- _How to complete this task_
Scan the records beneath this line for the line holding "Target: dark blazer" and the line holding "[(380, 272), (282, 242), (67, 145), (515, 181)]", then transcribe exactly those two and all lines between.
☆ ☆ ☆ ☆ ☆
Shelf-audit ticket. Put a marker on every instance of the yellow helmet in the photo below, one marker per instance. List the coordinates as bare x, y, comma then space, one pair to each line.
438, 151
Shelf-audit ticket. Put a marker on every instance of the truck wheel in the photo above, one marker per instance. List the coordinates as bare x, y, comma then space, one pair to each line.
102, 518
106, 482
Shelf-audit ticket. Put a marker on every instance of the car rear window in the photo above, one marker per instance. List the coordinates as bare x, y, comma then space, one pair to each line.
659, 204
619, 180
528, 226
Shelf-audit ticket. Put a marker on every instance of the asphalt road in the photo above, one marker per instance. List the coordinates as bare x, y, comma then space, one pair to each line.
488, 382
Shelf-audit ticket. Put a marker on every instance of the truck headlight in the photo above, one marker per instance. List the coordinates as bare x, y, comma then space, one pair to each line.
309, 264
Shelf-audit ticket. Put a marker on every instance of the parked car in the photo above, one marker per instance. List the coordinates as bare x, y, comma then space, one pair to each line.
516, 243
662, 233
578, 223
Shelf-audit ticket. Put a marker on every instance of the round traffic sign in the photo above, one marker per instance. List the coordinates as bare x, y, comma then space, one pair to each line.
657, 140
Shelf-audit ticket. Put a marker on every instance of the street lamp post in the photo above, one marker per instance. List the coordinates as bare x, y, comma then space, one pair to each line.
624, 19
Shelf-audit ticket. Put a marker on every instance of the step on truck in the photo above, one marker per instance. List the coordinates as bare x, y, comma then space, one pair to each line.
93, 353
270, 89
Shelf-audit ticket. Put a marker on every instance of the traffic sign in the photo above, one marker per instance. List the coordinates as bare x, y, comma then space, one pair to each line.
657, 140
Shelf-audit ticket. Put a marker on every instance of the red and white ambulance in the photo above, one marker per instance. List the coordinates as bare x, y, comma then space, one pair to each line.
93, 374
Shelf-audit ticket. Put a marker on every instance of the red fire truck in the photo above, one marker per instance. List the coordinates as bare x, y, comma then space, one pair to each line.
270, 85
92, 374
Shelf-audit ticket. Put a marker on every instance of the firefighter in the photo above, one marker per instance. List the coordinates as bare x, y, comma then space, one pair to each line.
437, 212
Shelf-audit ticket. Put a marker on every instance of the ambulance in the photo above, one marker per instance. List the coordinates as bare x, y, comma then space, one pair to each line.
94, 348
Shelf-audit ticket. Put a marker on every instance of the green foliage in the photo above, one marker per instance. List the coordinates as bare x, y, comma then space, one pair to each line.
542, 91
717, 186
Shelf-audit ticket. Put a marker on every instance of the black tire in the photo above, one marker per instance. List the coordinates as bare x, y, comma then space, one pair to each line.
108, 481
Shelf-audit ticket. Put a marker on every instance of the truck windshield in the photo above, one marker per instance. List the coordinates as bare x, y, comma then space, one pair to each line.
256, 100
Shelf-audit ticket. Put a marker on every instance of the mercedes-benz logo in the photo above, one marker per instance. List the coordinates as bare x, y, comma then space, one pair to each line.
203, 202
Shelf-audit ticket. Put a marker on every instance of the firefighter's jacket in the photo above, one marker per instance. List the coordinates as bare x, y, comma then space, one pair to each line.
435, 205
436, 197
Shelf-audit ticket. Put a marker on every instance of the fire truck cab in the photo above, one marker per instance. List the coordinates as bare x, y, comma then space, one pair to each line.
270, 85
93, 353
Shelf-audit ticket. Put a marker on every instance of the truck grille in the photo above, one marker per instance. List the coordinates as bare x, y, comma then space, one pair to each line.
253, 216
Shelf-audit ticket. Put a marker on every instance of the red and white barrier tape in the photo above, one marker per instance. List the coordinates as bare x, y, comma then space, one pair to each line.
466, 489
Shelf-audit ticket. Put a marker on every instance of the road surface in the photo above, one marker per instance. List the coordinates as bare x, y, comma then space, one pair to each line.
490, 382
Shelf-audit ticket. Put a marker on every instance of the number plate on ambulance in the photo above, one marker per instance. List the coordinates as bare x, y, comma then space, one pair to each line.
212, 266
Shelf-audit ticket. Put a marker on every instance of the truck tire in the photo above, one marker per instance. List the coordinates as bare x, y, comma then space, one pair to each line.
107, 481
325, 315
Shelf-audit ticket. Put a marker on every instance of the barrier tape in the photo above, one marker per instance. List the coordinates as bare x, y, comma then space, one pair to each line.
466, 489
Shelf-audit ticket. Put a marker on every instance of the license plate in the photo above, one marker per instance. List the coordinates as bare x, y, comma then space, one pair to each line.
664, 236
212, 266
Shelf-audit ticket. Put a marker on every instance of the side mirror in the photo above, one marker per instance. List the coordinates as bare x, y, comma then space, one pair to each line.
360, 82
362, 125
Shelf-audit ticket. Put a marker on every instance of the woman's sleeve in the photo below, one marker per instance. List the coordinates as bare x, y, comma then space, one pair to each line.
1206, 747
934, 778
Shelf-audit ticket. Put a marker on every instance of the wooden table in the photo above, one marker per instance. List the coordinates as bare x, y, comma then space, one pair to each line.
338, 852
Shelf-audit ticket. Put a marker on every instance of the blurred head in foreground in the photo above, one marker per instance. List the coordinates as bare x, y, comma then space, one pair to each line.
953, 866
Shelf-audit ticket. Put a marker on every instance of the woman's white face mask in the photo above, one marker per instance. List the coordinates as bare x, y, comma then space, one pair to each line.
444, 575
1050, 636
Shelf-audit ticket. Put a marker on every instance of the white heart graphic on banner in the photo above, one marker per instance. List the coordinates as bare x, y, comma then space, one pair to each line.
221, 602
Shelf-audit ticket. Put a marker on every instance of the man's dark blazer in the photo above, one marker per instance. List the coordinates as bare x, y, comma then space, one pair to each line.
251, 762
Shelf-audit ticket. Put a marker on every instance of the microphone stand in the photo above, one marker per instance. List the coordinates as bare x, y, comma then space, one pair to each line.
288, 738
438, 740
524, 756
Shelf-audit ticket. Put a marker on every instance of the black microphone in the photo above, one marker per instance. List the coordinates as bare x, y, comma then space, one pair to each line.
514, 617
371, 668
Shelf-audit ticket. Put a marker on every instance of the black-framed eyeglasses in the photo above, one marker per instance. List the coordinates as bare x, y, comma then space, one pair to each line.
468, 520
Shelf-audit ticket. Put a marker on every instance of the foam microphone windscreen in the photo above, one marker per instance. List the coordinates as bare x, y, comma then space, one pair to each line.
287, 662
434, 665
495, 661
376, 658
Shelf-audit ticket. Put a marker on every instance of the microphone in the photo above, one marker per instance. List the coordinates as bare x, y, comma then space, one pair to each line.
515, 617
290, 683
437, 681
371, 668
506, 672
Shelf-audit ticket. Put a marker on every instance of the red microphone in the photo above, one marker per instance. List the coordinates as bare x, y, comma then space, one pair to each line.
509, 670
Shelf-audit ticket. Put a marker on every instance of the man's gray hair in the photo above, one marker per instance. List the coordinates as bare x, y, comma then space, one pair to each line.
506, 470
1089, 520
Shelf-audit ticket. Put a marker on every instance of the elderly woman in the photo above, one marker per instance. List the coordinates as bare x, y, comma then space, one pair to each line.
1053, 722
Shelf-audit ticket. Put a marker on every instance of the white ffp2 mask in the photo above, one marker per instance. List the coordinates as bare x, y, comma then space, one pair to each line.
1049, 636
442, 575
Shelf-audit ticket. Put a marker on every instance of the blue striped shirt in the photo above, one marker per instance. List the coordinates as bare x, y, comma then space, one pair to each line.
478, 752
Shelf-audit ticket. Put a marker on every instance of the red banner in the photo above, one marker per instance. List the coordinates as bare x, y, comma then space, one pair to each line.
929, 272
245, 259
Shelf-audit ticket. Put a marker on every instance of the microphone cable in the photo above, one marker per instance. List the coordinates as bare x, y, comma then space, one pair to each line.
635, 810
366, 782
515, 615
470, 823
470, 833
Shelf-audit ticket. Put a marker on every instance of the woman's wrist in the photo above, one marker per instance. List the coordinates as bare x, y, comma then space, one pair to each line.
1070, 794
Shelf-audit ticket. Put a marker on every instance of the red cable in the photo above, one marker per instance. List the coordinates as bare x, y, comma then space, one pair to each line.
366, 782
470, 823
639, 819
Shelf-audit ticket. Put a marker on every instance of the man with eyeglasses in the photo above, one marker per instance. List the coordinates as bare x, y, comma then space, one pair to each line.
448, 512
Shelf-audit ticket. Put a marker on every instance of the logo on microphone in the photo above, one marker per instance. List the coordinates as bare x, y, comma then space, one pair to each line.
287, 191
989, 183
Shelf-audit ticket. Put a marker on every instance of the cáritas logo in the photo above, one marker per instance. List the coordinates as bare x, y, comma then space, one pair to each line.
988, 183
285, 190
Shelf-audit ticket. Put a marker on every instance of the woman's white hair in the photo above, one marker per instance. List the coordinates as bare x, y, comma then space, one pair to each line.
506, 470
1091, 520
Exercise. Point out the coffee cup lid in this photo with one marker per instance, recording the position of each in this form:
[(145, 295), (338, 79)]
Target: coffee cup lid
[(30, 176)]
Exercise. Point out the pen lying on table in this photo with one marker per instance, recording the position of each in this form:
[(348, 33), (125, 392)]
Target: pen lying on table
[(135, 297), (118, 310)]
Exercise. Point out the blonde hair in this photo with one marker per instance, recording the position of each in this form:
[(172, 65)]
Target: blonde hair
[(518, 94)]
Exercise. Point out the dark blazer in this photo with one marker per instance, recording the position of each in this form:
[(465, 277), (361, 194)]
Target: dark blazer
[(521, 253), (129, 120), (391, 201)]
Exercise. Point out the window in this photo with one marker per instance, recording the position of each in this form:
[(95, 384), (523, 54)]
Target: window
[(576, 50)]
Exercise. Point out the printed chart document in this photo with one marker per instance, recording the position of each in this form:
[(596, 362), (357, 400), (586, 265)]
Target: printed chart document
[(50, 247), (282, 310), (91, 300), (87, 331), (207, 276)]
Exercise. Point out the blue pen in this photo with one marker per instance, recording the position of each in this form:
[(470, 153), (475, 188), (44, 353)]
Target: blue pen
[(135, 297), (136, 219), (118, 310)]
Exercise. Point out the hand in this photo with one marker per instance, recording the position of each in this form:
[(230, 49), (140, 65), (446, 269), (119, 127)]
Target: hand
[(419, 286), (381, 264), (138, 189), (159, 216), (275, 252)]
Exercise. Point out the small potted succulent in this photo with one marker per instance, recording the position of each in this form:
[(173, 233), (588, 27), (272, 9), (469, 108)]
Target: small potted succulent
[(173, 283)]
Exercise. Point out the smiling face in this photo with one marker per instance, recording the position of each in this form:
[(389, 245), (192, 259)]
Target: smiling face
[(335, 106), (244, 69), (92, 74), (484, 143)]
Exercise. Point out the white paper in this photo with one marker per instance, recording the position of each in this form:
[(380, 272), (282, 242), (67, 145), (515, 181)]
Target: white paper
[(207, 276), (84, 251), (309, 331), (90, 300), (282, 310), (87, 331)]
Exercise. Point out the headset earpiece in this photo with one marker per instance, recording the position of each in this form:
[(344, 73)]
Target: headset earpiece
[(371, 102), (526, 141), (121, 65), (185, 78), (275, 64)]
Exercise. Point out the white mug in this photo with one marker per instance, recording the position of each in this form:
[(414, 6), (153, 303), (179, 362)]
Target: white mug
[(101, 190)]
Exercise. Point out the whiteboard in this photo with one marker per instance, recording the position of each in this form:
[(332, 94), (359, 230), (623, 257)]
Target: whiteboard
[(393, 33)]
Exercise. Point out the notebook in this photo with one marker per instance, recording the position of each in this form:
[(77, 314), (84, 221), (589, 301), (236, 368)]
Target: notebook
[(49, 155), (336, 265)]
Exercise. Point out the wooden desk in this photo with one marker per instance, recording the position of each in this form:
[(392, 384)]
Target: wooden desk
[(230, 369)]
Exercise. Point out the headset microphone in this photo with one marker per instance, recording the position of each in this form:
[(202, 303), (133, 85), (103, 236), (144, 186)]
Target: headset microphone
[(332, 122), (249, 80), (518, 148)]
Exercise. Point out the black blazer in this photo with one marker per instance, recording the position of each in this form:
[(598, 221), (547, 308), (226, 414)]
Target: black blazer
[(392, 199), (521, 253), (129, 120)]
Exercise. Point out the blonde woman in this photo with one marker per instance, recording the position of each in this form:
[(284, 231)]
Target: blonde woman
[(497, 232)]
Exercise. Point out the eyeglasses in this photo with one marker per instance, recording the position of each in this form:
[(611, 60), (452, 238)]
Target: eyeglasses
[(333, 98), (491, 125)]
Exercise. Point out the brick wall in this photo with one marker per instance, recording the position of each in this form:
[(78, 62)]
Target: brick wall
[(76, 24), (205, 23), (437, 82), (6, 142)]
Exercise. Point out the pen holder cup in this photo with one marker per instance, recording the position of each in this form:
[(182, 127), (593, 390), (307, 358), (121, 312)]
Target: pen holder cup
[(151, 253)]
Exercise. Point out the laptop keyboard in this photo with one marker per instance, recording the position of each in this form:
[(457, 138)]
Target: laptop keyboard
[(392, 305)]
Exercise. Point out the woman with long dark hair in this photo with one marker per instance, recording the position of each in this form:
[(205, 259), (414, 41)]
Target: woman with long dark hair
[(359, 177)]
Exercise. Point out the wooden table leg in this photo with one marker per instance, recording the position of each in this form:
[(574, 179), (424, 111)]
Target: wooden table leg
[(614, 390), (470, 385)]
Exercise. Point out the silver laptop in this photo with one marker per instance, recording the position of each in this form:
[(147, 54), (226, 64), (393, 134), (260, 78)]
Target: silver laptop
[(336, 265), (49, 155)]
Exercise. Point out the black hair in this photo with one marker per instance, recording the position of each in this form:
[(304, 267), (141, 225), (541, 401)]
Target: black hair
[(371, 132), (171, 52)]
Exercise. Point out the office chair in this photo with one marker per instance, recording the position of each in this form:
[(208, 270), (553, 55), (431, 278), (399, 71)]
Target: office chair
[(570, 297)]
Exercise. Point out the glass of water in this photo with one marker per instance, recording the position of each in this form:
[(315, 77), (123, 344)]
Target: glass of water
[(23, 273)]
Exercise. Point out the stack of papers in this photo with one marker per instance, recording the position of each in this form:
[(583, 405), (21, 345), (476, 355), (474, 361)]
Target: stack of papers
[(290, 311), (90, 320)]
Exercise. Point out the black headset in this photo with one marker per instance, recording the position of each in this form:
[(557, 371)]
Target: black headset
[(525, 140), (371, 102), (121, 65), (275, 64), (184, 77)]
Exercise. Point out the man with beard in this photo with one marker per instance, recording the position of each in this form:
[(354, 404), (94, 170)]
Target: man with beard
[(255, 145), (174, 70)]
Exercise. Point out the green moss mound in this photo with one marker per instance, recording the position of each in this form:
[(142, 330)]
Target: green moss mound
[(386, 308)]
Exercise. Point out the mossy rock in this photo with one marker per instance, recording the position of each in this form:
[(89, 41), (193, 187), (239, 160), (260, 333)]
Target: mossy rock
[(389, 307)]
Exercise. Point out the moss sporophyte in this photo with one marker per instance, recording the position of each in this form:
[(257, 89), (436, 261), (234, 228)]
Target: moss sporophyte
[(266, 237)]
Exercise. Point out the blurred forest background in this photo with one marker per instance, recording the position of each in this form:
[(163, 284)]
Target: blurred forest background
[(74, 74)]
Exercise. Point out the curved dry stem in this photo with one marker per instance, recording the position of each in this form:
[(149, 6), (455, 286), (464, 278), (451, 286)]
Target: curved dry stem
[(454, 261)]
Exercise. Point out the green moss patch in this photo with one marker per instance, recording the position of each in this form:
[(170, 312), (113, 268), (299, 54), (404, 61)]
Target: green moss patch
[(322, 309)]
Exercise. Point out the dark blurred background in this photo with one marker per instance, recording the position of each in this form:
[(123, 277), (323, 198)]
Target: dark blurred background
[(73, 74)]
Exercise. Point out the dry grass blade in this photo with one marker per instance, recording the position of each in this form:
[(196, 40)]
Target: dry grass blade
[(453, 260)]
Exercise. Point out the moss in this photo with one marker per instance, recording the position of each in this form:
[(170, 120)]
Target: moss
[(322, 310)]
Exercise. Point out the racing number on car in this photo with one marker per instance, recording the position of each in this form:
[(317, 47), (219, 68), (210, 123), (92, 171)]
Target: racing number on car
☆ ☆ ☆ ☆ ☆
- _The answer_
Target: dark blazer
[(521, 253), (129, 120), (391, 201)]
Exercise. Point out the window in this photo with one marker per instance, recording the position of each in this form:
[(95, 384), (523, 54)]
Target: window
[(576, 50)]
Exercise. Point out the printed chart document in this photo with one marker per instance, recording the position of each in this form:
[(596, 362), (357, 400), (586, 265)]
Target: printed chart document
[(50, 247), (282, 310), (91, 300), (87, 331), (207, 276)]
Exercise. Point out the blue pen in this photo with one marker per instance, recording the position of each in this form:
[(470, 153), (475, 188), (44, 353)]
Target: blue pen
[(135, 297), (136, 219), (118, 310)]
Exercise. Point out the hand in this photo with one marker per instance, recording the position of each in this form:
[(230, 49), (140, 65), (446, 269), (119, 127)]
Target: hand
[(419, 286), (381, 264), (138, 189), (159, 216), (275, 252)]
Exercise. Point out the small potted succulent in this photo with one marker per instance, recording the position of each in this form:
[(173, 233), (588, 27), (272, 9), (469, 108)]
Target: small potted succulent
[(173, 283)]
Exercise. Point out the smiling face in this photo with one marker per instance, recording the position of each in this form:
[(389, 245), (192, 259)]
Target: smiling face
[(335, 106), (244, 69), (92, 74), (484, 143)]
Exercise. Point out the white paper in this photo with one marker per instance, recording the position of each in this form:
[(380, 272), (282, 242), (67, 145), (515, 181)]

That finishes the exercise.